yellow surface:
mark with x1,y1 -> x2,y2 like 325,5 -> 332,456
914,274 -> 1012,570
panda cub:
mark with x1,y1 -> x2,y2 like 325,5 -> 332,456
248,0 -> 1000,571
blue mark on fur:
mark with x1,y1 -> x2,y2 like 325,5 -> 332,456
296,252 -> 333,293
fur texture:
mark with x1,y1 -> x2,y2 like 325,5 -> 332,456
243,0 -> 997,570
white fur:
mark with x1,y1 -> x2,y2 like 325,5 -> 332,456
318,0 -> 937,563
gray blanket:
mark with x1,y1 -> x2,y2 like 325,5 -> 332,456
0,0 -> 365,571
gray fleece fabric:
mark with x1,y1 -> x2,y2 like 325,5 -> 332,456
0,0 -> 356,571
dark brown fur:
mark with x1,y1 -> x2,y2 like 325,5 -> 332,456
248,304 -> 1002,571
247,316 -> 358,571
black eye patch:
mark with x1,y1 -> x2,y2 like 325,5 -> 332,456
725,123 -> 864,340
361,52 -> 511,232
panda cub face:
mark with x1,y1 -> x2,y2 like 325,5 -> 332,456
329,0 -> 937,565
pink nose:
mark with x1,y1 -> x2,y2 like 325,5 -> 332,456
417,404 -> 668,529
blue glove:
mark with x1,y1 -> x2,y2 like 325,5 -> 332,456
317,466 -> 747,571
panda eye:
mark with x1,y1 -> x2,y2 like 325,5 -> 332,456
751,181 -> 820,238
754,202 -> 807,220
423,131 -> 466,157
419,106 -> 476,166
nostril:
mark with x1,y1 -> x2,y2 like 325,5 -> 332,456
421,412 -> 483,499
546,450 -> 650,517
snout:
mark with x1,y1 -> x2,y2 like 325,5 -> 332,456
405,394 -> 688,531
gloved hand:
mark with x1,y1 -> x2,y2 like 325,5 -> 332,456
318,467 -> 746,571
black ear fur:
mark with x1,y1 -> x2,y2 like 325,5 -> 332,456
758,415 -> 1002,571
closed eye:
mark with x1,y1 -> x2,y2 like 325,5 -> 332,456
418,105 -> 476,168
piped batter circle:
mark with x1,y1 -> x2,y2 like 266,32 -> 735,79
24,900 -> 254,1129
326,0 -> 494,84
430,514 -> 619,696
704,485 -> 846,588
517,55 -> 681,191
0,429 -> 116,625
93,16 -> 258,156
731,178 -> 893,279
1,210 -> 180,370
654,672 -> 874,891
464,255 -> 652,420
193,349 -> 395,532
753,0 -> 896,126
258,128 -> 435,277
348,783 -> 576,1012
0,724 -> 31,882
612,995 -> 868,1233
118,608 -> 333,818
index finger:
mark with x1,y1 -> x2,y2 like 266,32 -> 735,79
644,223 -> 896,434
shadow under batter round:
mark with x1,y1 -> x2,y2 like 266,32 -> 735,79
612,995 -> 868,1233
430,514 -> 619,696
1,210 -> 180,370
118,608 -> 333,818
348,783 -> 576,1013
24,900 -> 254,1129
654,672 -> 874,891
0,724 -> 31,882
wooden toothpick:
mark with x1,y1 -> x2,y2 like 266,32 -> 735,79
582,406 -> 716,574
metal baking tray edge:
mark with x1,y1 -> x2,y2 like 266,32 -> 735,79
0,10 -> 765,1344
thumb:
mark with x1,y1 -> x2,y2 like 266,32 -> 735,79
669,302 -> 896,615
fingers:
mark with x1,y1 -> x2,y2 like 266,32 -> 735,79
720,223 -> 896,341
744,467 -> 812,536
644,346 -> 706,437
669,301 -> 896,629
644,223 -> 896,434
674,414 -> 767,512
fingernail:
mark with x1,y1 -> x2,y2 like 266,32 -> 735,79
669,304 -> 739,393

EXERCISE
Copy every one of the records above line for line, with no changes.

CORRECT RESULT
yellow surface:
mark with x1,y1 -> x2,y2 like 325,5 -> 332,456
914,274 -> 1012,570
panda cub:
mark with x1,y1 -> x2,y2 like 325,5 -> 332,456
248,0 -> 1000,571
blue mark on fur:
mark with x1,y1 -> x2,y2 like 325,5 -> 332,456
296,252 -> 333,293
fur texture:
mark with x1,y1 -> x2,y2 like 325,5 -> 332,456
243,0 -> 997,570
white fur:
mark with x1,y1 -> x2,y2 like 325,5 -> 332,456
318,0 -> 937,563
gray blanket:
mark with x1,y1 -> x2,y2 like 325,5 -> 332,456
0,0 -> 365,571
gray fleece fabric:
mark with x1,y1 -> x2,y2 like 325,5 -> 332,456
0,0 -> 356,571
dark brown fur:
mark with x1,y1 -> x2,y2 like 325,5 -> 332,456
248,304 -> 1002,571
247,316 -> 358,571
black eye patch:
mark with x1,y1 -> x2,y2 like 325,5 -> 332,456
725,123 -> 864,340
361,52 -> 511,232
panda cub face:
mark with x1,y1 -> x2,y2 like 325,5 -> 332,456
329,0 -> 937,565
pink nose:
mark with x1,y1 -> x2,y2 like 325,5 -> 332,456
417,404 -> 668,529
blue glove:
mark with x1,y1 -> x2,y2 like 325,5 -> 332,456
317,466 -> 747,571
panda eye:
mark with x1,y1 -> x2,y2 like 325,5 -> 332,456
751,181 -> 820,238
754,202 -> 807,220
423,131 -> 466,157
419,106 -> 476,166
nostril:
mark with x1,y1 -> x2,y2 like 325,5 -> 332,456
421,412 -> 483,499
546,450 -> 650,517
snout:
mark with x1,y1 -> x2,y2 like 325,5 -> 332,456
405,394 -> 688,531
gloved hand:
mark with x1,y1 -> x2,y2 like 325,5 -> 332,456
318,467 -> 746,571
black ear fur:
mark with x1,y1 -> x2,y2 like 325,5 -> 332,456
758,415 -> 1002,571
closed eye:
mark with x1,y1 -> x2,y2 like 325,5 -> 332,456
418,105 -> 476,168
piped batter circle:
mark with x1,y1 -> x2,y2 like 266,32 -> 735,79
24,900 -> 254,1129
326,0 -> 494,84
430,514 -> 619,696
704,485 -> 846,588
517,55 -> 681,191
0,429 -> 116,625
93,16 -> 258,156
731,178 -> 893,279
1,210 -> 180,370
654,672 -> 874,891
464,255 -> 652,420
193,349 -> 395,532
753,0 -> 896,126
258,128 -> 435,277
348,783 -> 576,1012
0,724 -> 31,882
612,995 -> 868,1233
118,608 -> 333,818
index finger:
mark with x1,y1 -> x2,y2 like 266,32 -> 735,79
644,223 -> 896,434
shadow under batter round:
mark with x1,y1 -> x2,y2 like 266,32 -> 735,79
612,995 -> 868,1233
430,514 -> 619,696
1,210 -> 180,370
118,608 -> 333,818
348,783 -> 576,1013
24,900 -> 254,1129
654,672 -> 874,891
0,724 -> 31,882
wooden toothpick:
mark with x1,y1 -> x2,y2 like 266,32 -> 735,79
582,406 -> 716,574
metal baking tray edge:
mark with x1,y1 -> x2,y2 like 266,32 -> 735,79
0,10 -> 765,1344
thumb:
mark with x1,y1 -> x2,y2 like 266,32 -> 735,79
669,302 -> 896,615
fingers:
mark with x1,y1 -> x2,y2 like 266,32 -> 735,79
720,223 -> 896,341
744,467 -> 812,536
644,346 -> 706,437
669,301 -> 896,629
644,223 -> 896,434
674,414 -> 767,512
fingernail:
mark with x1,y1 -> x2,y2 like 266,32 -> 735,79
669,304 -> 739,393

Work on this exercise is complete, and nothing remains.